The https://gdal.org/en/stable/development/building_from_source.html#cmake-general-configure-options paragraph will be extended to document the CMake variables needed to configure with LLVM/CLang support: LLVM_ROOT, LLVM_FIND_VERSION, LLVM_CONFIG_EXECUTABLE, LLVM_CLANG_LIBS

Testing

New tests have been added to test all the operators and functions. A number of tests in autotest/gdrivers/vrtderived.py and autotest/utilities/test_gdal_raster_calc.py are run both with MuParser and LLVM dialects.

The following continuous integration configurations are enhanced to add libLLVM/libclang-cpp support to GDAL:

  • Fedora Rawhide, x86_64 architecture

  • Alpine Linux, x86_64 architecture

  • Ubuntu 24.04, x86_64 architecture

  • MacOSX, arm64 architecture, using Conda-Forge dependencies

  • Windows, x86_64 architecture, using Conda-Forge dependencies

  • (added) Ubuntu 25.10, arm64 architecture (to have glibc >= 3.40, which is the minimum version to be able to use libmvec on Linux ARM64)

* [WHAT TO WORK ON]:
A – Reproduce the passage on GDAL's LLVM/Clang configuration and testing word for word.
B – Output the stretch of the entries below, from the line containing "Question. Spot each instance of the door knob" through the end of the entries, as a JSON list of strings with one string per line and blank lines omitted. Include only those lines.

* [INFORMATION SHOWN]:

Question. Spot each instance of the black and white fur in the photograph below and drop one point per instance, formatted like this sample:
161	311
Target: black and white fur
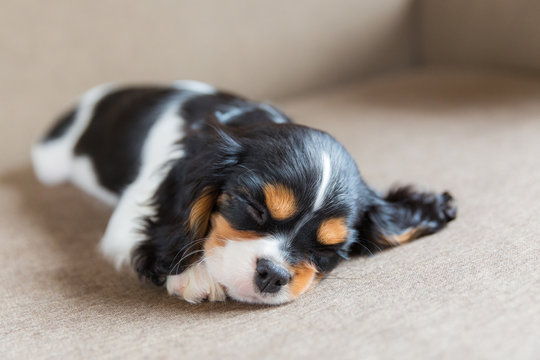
159	154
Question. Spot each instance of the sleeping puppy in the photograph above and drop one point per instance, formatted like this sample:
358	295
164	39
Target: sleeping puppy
218	196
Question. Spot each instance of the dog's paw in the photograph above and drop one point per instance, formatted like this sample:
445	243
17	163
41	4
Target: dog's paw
195	284
446	207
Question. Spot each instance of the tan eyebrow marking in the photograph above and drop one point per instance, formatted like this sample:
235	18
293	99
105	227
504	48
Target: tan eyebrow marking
332	231
280	201
222	231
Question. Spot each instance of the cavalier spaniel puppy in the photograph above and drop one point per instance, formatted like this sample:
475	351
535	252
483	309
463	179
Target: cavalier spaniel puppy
220	196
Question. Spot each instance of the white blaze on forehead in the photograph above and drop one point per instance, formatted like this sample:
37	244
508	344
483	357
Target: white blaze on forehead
325	181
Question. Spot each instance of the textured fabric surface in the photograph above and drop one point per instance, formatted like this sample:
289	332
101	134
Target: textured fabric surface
469	292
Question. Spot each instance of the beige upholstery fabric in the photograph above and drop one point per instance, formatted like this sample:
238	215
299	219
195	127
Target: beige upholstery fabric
495	33
51	51
470	292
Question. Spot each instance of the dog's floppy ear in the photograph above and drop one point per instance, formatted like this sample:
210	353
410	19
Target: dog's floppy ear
403	215
184	203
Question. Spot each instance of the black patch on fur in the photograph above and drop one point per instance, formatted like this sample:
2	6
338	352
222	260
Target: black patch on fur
117	131
61	126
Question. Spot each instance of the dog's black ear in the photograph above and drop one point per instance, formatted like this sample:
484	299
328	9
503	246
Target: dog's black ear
403	215
184	203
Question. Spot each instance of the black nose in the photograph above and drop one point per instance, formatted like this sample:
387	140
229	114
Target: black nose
270	277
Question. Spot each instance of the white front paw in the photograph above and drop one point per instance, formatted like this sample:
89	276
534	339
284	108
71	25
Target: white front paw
195	285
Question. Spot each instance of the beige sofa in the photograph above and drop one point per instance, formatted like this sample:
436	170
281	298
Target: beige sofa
439	93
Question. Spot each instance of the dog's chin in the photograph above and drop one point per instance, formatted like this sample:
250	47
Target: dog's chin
199	283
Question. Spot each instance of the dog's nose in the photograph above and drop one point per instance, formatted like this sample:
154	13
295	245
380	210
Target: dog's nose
270	277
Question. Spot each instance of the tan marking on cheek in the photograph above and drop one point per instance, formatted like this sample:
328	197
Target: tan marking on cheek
280	201
222	231
302	280
199	216
332	231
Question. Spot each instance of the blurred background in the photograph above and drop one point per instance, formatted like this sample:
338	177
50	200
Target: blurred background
440	93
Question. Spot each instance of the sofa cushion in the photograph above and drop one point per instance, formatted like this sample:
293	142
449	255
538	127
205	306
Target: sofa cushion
470	291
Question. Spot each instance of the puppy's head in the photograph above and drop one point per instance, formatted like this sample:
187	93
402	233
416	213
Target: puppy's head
279	211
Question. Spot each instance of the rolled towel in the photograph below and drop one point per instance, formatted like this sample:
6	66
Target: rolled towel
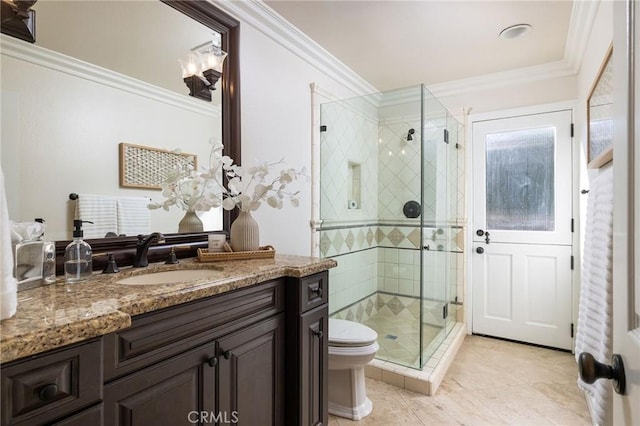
8	285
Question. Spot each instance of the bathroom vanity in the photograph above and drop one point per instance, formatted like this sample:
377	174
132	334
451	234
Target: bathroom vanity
248	346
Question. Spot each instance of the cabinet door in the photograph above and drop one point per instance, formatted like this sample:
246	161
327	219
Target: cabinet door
173	392
251	374
314	366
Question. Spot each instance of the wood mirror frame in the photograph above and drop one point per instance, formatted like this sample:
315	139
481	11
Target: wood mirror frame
186	244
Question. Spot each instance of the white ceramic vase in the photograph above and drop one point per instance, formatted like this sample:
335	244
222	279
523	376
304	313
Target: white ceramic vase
245	234
190	223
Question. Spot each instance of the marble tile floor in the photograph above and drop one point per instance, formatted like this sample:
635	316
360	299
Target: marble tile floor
490	382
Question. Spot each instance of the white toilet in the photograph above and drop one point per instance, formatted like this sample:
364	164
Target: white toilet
351	347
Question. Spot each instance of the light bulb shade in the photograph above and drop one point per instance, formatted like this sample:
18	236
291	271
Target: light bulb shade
191	66
212	58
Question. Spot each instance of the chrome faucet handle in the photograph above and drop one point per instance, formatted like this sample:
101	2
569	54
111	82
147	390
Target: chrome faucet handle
142	247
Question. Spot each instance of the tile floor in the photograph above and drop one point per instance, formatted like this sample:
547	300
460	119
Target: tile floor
490	382
399	337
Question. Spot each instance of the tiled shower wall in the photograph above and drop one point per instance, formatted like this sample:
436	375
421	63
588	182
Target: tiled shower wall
349	172
376	247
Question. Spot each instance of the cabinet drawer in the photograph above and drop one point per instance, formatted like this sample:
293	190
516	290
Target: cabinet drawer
161	334
53	385
314	291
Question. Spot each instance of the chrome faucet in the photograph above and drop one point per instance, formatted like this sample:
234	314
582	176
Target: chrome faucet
140	261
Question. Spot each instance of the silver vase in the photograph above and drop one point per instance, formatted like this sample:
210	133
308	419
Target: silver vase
190	223
245	234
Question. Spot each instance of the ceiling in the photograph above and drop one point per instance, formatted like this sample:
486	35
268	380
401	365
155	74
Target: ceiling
394	44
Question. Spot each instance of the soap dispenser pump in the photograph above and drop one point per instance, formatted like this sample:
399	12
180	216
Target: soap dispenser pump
77	256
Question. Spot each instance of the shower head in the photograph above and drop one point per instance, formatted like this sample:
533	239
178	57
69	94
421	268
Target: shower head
409	135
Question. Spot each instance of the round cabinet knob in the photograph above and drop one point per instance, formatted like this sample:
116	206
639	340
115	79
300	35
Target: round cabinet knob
48	392
591	370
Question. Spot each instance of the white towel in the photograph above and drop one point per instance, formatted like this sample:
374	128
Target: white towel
595	309
8	285
99	209
133	215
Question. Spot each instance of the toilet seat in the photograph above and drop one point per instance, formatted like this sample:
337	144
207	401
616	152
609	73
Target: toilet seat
343	333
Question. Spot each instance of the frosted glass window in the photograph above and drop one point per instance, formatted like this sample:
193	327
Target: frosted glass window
520	180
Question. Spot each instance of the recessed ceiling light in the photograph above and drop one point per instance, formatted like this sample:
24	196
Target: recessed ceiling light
515	31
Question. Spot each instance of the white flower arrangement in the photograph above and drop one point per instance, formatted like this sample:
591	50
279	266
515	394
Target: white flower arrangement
246	187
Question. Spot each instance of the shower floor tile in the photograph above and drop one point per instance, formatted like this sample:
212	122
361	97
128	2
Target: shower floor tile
399	338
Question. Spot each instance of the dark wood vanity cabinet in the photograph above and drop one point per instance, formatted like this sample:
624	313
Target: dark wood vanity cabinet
310	328
218	360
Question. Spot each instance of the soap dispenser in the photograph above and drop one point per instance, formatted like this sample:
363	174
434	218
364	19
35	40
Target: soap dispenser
77	256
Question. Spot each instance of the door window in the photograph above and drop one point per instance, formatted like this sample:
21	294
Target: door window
520	167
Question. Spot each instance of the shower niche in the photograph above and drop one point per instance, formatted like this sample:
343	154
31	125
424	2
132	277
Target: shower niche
400	264
354	186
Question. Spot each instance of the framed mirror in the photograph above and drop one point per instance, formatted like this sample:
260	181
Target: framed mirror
67	149
600	116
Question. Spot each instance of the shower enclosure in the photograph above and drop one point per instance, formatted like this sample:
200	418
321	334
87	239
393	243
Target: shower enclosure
391	215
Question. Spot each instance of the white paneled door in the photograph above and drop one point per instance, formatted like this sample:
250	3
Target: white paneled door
522	217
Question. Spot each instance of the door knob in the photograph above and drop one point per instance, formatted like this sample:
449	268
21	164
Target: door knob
591	370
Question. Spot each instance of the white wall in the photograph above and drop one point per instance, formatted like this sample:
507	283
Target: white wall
276	122
60	134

* [ANSWERS GIVEN]:
A –
The https://gdal.org/en/stable/development/building_from_source.html#cmake-general-configure-options paragraph will be extended to document the CMake variables needed to configure with LLVM/CLang support: LLVM_ROOT, LLVM_FIND_VERSION, LLVM_CONFIG_EXECUTABLE, LLVM_CLANG_LIBS

Testing

New tests have been added to test all the operators and functions. A number of tests in autotest/gdrivers/vrtderived.py and autotest/utilities/test_gdal_raster_calc.py are run both with MuParser and LLVM dialects.

The following continuous integration configurations are enhanced to add libLLVM/libclang-cpp support to GDAL:

  • Fedora Rawhide, x86_64 architecture

  • Alpine Linux, x86_64 architecture

  • Ubuntu 24.04, x86_64 architecture

  • MacOSX, arm64 architecture, using Conda-Forge dependencies

  • Windows, x86_64 architecture, using Conda-Forge dependencies

  • (added) Ubuntu 25.10, arm64 architecture (to have glibc >= 3.40, which is the minimum version to be able to use libmvec on Linux ARM64)

B –
[
  "Question. Spot each instance of the door knob in the photograph above and drop one point per instance, formatted like this sample:",
  "449\t268",
  "21\t164",
  "Target: door knob",
  "591\t370",
  "Question. Spot each instance of the white wall in the photograph above and drop one point per instance, formatted like this sample:",
  "507\t283",
  "Target: white wall",
  "276\t122",
  "60\t134"
]